> **The task**
Edit the records so that every "positive clicks" becomes "foreground clicks", with everything else unchanged. Leave the pictures out of your answer.

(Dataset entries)

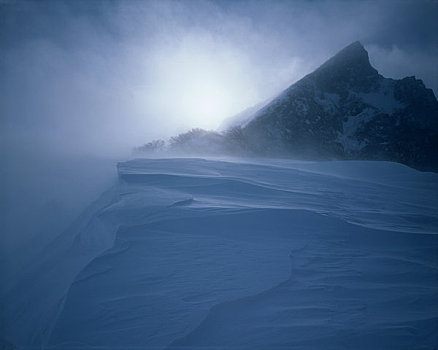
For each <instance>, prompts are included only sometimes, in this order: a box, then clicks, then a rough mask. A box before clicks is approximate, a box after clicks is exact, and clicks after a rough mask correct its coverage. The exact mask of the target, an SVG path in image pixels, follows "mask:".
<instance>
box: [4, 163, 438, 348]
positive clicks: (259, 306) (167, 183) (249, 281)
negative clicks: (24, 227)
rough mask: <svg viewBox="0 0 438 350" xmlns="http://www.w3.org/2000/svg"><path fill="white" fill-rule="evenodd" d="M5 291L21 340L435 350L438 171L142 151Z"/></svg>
mask: <svg viewBox="0 0 438 350" xmlns="http://www.w3.org/2000/svg"><path fill="white" fill-rule="evenodd" d="M118 173H119V181H118V183H117V184H116V185H115V186H114V187H113V188H112V189H110V190H109V191H108V192H106V193H105V194H104V195H103V196H102V198H101V199H100V200H98V201H97V202H96V203H94V204H93V205H92V206H91V207H90V208H89V209H88V210H87V211H86V212H85V213H84V214H83V215H82V216H81V217H80V218H79V219H78V220H77V222H76V223H75V224H74V225H73V226H72V227H71V228H70V229H69V230H67V231H66V232H64V234H63V235H61V236H60V237H59V238H58V239H57V240H56V241H54V242H53V243H52V245H51V246H50V247H49V248H48V249H47V250H46V252H44V253H43V254H41V255H40V256H39V257H37V258H36V259H35V261H34V263H33V264H32V266H31V267H29V268H28V270H27V272H26V273H23V275H22V276H21V277H22V278H21V279H20V282H19V283H16V284H15V285H13V286H10V288H9V289H8V292H7V293H4V295H2V299H1V304H2V310H3V311H2V322H1V325H2V326H1V337H2V338H3V339H4V344H5V345H6V344H9V346H11V347H12V346H14V345H15V346H17V347H18V348H20V349H29V348H33V347H43V348H47V349H100V348H105V349H121V348H124V349H128V348H142V349H166V348H169V349H196V348H199V349H206V348H215V349H231V348H239V349H280V348H281V349H290V348H299V349H352V348H354V349H371V348H373V349H379V348H380V349H390V348H391V349H427V348H434V347H436V346H437V344H438V333H437V332H436V330H437V328H438V283H437V281H438V272H437V271H438V270H437V269H438V262H437V253H438V236H437V235H436V233H437V229H438V214H437V213H438V210H437V209H438V175H437V174H434V173H422V172H419V171H416V170H413V169H411V168H408V167H406V166H403V165H400V164H397V163H390V162H366V161H340V162H298V161H292V160H266V159H265V160H255V159H254V160H251V161H244V160H238V159H234V160H218V159H209V160H205V159H195V158H193V159H154V160H152V159H137V160H132V161H128V162H124V163H120V164H119V166H118Z"/></svg>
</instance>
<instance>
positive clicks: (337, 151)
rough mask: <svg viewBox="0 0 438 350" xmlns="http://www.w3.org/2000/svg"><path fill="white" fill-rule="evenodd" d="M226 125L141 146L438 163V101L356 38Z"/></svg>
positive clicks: (205, 150)
mask: <svg viewBox="0 0 438 350" xmlns="http://www.w3.org/2000/svg"><path fill="white" fill-rule="evenodd" d="M226 125H228V128H227V127H226V126H225V127H223V128H224V129H225V131H224V132H222V133H219V132H212V131H205V130H201V129H193V130H191V131H189V132H187V133H184V134H180V135H178V136H176V137H172V138H171V139H170V140H169V142H168V143H167V144H166V142H164V141H162V140H156V141H153V142H150V143H148V144H146V145H144V146H141V147H139V148H137V149H136V151H138V152H141V153H144V152H146V153H151V152H152V153H155V152H162V151H163V150H165V151H168V152H170V153H172V154H175V153H177V154H182V155H187V154H189V155H211V154H214V155H222V154H231V155H240V156H241V155H246V156H268V157H288V158H295V159H308V160H327V159H358V160H359V159H362V160H386V161H394V162H398V163H403V164H406V165H409V166H411V167H414V168H417V169H420V170H432V171H438V152H437V150H438V102H437V99H436V97H435V95H434V93H433V91H432V90H431V89H427V88H426V87H425V86H424V84H423V82H422V81H421V80H419V79H416V78H415V77H407V78H404V79H400V80H395V79H389V78H385V77H383V76H382V75H380V74H379V73H378V72H377V70H376V69H375V68H373V67H372V66H371V64H370V61H369V57H368V52H367V51H366V50H365V48H364V47H363V46H362V44H361V43H360V42H358V41H356V42H354V43H352V44H350V45H348V46H347V47H345V48H344V49H342V50H341V51H339V52H338V53H337V54H336V55H335V56H333V57H332V58H330V59H329V60H327V61H326V62H325V63H324V64H322V65H321V66H320V67H319V68H317V69H316V70H315V71H314V72H312V73H310V74H308V75H306V76H305V77H304V78H302V79H301V80H299V81H298V82H296V83H295V84H293V85H291V86H290V87H288V88H287V89H286V90H284V91H283V92H282V93H281V94H280V95H279V96H277V97H276V98H274V99H273V100H272V101H270V102H268V103H264V104H263V105H261V106H255V107H252V108H249V109H248V110H246V111H244V112H242V113H240V114H239V115H237V116H235V117H234V118H231V119H228V120H227V121H226Z"/></svg>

> **Written response**
For each <instance>, prompts are included only sometimes, in this order: a box, then clicks, then a rough mask. A box before clicks is approximate, a box after clicks is exact, and clicks after a rough mask correct its coverage. The exact mask of the target, an SVG path in image pixels, follows "mask:".
<instance>
box: [4, 163, 438, 348]
foreground clicks: (259, 306) (167, 183) (249, 281)
negative clicks: (24, 227)
rough mask: <svg viewBox="0 0 438 350" xmlns="http://www.w3.org/2000/svg"><path fill="white" fill-rule="evenodd" d="M5 291L21 340L435 350L438 171L142 151Z"/></svg>
mask: <svg viewBox="0 0 438 350" xmlns="http://www.w3.org/2000/svg"><path fill="white" fill-rule="evenodd" d="M118 173H119V181H118V183H117V184H116V185H115V186H114V187H113V188H112V189H110V190H109V191H108V192H106V193H105V194H104V195H103V196H102V198H101V199H100V200H98V201H97V202H96V203H94V204H93V205H92V206H91V207H90V208H89V209H88V210H87V211H86V212H85V213H84V214H83V215H82V216H81V217H80V218H79V219H78V220H77V222H76V223H75V224H74V225H73V226H72V227H71V228H70V229H69V230H67V231H66V232H64V234H63V235H61V236H60V237H59V238H58V239H57V240H56V241H54V242H53V243H52V245H51V246H50V247H49V248H48V249H47V250H46V252H44V253H43V254H41V255H40V256H39V257H37V258H36V259H35V261H34V263H33V264H32V266H31V267H29V268H28V270H27V272H26V273H23V275H22V276H21V277H22V278H21V279H20V282H19V283H16V284H15V285H13V286H10V288H9V289H8V292H7V293H4V295H2V299H1V304H2V310H3V311H2V322H1V325H2V326H1V337H2V338H3V339H4V344H5V345H6V344H9V346H11V347H12V346H14V345H15V346H17V347H18V348H20V349H29V348H33V347H43V348H47V349H100V348H105V349H121V348H124V349H128V348H142V349H166V348H169V349H196V348H199V349H206V348H215V349H231V348H239V349H280V348H281V349H290V348H299V349H352V348H354V349H371V348H373V349H379V348H380V349H390V348H391V349H427V348H434V347H436V346H437V344H438V333H437V332H436V330H437V328H438V283H437V281H438V272H437V271H438V270H437V269H438V262H437V253H438V236H437V235H436V233H437V229H438V214H437V213H438V210H437V209H438V175H437V174H434V173H422V172H419V171H416V170H413V169H411V168H408V167H406V166H403V165H400V164H397V163H390V162H366V161H340V162H298V161H292V160H266V159H265V160H255V159H254V160H251V161H244V160H238V159H234V160H218V159H209V160H205V159H195V158H193V159H154V160H152V159H137V160H132V161H128V162H124V163H120V164H119V166H118Z"/></svg>
</instance>
<instance>
foreground clicks: (337, 151)
rough mask: <svg viewBox="0 0 438 350" xmlns="http://www.w3.org/2000/svg"><path fill="white" fill-rule="evenodd" d="M226 125L141 146L438 163V101L356 38Z"/></svg>
foreground clicks: (205, 150)
mask: <svg viewBox="0 0 438 350" xmlns="http://www.w3.org/2000/svg"><path fill="white" fill-rule="evenodd" d="M226 125H228V128H227V127H226V126H225V127H223V128H224V129H225V131H224V132H222V133H219V132H212V131H205V130H201V129H193V130H191V131H189V132H187V133H184V134H180V135H178V136H176V137H172V138H171V139H170V140H169V142H168V143H167V144H166V142H164V141H162V140H156V141H153V142H150V143H148V144H146V145H144V146H141V147H139V148H137V149H136V151H138V152H141V153H144V152H146V153H151V152H152V153H155V152H162V151H163V150H165V151H168V152H170V153H172V154H175V153H177V154H182V155H187V154H189V155H211V154H214V155H222V154H231V155H240V156H241V155H246V156H268V157H288V158H295V159H308V160H327V159H358V160H359V159H362V160H386V161H394V162H398V163H403V164H406V165H409V166H411V167H414V168H417V169H420V170H432V171H438V152H437V150H438V102H437V99H436V97H435V95H434V93H433V91H432V90H431V89H427V88H426V87H425V86H424V84H423V82H422V81H421V80H419V79H416V78H415V77H407V78H404V79H400V80H395V79H389V78H385V77H383V76H382V75H380V74H379V73H378V72H377V70H376V69H375V68H373V67H372V66H371V64H370V61H369V57H368V52H367V51H366V50H365V48H364V47H363V46H362V44H361V43H360V42H358V41H356V42H354V43H352V44H350V45H348V46H347V47H345V48H344V49H342V50H341V51H339V52H338V53H337V54H336V55H335V56H333V57H332V58H330V59H329V60H327V61H326V62H325V63H324V64H322V65H321V66H320V67H319V68H317V69H316V70H315V71H314V72H312V73H310V74H308V75H306V76H305V77H304V78H302V79H301V80H299V81H298V82H296V83H295V84H293V85H291V86H290V87H288V88H287V89H286V90H284V91H283V92H282V93H281V94H280V95H279V96H277V97H276V98H274V99H273V100H272V101H270V102H268V103H264V104H263V105H261V106H255V107H252V108H249V109H248V110H246V111H244V112H242V113H240V114H239V115H237V116H235V117H234V118H231V119H228V120H227V121H226Z"/></svg>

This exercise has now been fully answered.